Copy out, word for word, the rows from the one containing "Could you find the car" through the one containing "[143,59,170,73]", including both of those rows.

## start Extracted entries

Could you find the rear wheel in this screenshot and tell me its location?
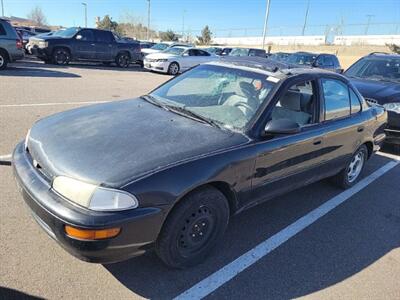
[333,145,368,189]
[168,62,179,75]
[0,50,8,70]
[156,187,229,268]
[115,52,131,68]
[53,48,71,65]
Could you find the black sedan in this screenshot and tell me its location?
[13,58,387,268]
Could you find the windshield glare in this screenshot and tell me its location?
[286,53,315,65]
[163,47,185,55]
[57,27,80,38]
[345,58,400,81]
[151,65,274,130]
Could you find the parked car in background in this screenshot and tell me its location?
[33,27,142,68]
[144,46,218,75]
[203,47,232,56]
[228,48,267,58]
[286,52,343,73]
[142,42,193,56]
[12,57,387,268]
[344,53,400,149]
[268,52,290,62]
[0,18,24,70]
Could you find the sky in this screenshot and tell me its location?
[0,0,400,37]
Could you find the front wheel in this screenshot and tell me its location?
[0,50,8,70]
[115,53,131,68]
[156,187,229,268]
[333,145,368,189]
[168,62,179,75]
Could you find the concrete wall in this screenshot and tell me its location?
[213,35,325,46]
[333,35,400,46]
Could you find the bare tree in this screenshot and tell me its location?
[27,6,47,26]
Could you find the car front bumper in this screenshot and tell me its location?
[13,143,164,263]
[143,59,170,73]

## end Extracted entries
## start Extracted entries

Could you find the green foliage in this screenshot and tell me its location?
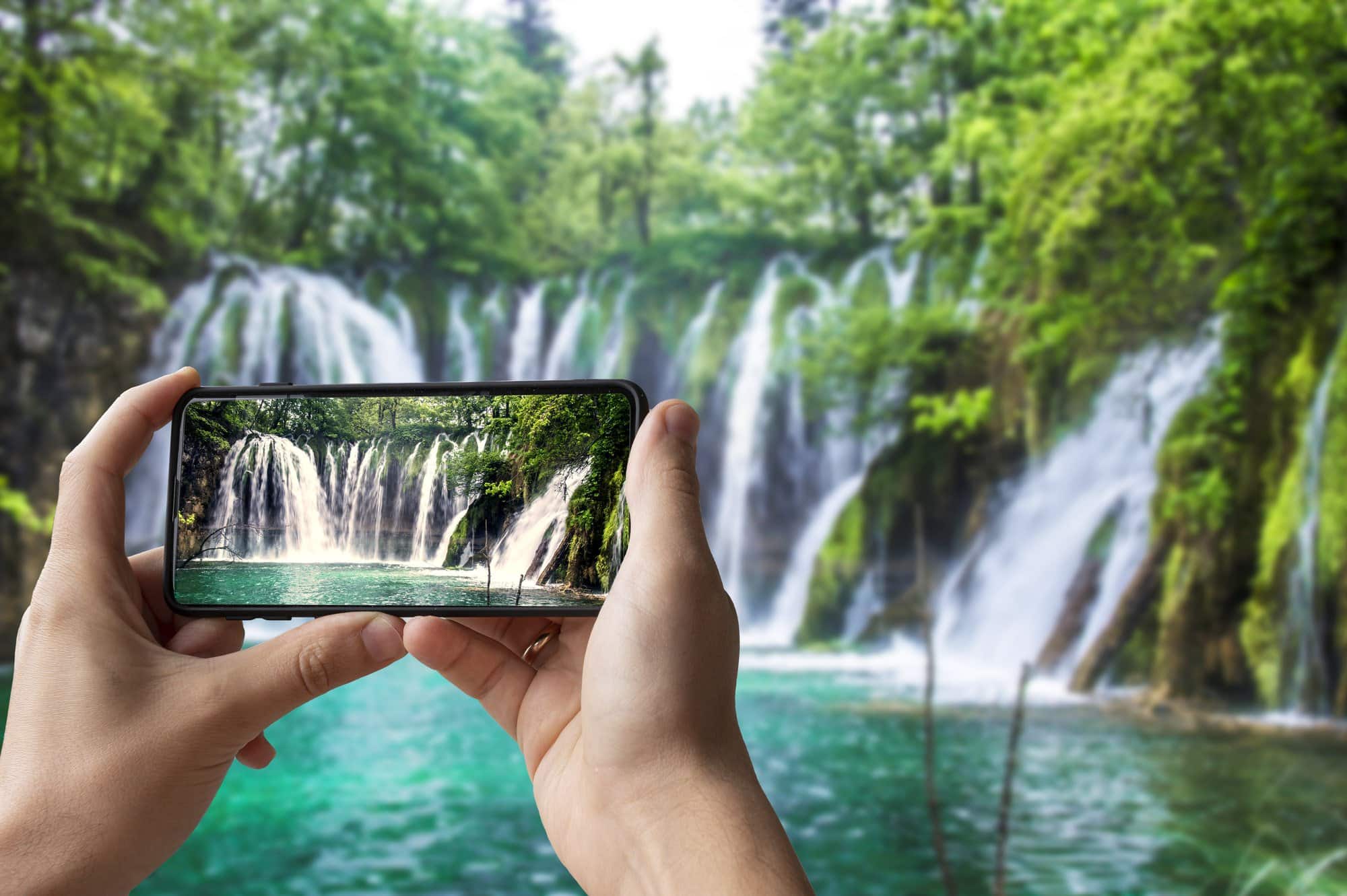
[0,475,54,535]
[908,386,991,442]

## end Extracted entries
## start Extracted entries

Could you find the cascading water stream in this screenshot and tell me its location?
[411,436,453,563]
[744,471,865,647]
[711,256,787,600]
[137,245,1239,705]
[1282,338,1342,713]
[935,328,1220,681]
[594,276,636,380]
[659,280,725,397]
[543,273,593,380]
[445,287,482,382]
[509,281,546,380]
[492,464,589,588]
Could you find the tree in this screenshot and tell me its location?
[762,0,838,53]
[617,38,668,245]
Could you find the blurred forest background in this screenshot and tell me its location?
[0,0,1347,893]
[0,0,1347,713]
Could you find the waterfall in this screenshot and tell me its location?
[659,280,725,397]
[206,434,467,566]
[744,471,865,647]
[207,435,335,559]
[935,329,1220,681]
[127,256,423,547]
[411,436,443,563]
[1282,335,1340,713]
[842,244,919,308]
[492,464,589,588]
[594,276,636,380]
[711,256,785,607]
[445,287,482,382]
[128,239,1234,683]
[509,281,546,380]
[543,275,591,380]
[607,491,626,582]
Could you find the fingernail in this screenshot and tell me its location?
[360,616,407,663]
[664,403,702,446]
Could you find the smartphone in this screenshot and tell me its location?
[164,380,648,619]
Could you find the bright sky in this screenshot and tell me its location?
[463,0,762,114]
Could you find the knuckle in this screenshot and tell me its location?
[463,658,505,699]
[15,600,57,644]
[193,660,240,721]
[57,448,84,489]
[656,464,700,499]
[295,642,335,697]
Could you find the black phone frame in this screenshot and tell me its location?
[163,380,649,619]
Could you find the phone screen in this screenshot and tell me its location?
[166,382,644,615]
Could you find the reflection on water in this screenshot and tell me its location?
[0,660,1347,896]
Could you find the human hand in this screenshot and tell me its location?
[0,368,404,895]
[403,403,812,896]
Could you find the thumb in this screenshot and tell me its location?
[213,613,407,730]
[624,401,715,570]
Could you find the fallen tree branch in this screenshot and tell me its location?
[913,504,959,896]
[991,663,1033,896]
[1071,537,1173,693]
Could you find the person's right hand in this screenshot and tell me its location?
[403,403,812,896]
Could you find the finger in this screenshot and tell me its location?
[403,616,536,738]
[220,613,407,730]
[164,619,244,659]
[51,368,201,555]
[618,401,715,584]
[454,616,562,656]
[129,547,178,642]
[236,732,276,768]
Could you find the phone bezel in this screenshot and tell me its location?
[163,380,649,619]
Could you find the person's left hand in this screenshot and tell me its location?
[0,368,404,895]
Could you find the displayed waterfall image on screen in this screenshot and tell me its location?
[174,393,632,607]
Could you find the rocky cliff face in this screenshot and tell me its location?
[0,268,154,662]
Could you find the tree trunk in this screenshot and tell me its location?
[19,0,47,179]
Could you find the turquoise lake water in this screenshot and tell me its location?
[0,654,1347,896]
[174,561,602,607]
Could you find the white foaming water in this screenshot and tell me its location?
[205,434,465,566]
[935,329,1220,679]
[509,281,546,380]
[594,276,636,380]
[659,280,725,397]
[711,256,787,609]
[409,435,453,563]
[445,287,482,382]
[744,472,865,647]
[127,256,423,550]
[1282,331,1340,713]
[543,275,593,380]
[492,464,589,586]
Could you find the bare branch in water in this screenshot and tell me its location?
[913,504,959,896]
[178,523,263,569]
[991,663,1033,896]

## end Extracted entries

Answer to the exercise ->
Could you find the car front bumper in this screenshot and tell me its location?
[13,143,164,263]
[143,59,170,73]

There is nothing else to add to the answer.